* [What you will do] Show every line in the rows below that contains the string "Target". Copy each of those lines in full.

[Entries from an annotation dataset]

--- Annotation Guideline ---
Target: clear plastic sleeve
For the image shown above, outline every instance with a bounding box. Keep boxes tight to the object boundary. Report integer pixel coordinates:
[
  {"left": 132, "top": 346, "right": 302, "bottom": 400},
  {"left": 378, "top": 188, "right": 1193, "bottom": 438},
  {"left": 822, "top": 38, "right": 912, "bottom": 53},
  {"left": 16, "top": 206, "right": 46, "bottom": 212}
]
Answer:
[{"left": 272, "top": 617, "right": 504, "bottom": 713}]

==

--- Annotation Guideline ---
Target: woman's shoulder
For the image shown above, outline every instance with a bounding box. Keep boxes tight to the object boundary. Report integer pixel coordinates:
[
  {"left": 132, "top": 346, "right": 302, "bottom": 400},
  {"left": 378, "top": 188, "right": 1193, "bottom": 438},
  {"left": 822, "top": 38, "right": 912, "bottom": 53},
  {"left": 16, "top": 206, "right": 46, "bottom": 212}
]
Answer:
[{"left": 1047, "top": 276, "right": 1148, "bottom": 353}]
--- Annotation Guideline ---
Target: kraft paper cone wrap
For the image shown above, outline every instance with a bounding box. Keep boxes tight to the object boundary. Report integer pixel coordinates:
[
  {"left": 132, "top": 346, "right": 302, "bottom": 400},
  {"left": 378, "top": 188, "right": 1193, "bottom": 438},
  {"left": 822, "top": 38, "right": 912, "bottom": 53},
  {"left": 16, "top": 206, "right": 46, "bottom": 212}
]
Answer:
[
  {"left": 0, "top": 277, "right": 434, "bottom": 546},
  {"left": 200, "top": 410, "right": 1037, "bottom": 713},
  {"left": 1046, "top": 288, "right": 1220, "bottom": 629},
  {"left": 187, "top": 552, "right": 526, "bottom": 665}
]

==

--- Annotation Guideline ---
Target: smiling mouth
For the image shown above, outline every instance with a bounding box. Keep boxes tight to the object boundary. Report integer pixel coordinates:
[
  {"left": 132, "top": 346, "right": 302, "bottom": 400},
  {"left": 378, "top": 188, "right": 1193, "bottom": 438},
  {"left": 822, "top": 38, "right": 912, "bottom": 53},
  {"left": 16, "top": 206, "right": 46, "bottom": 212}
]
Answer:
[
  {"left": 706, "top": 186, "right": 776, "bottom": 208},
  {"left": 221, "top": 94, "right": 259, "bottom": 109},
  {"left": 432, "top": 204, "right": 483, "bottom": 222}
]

* [Answer to the exercise]
Target: clear plastic sleeve
Target: woman's shoulder
Target: kraft paper cone wrap
Target: smiling mouth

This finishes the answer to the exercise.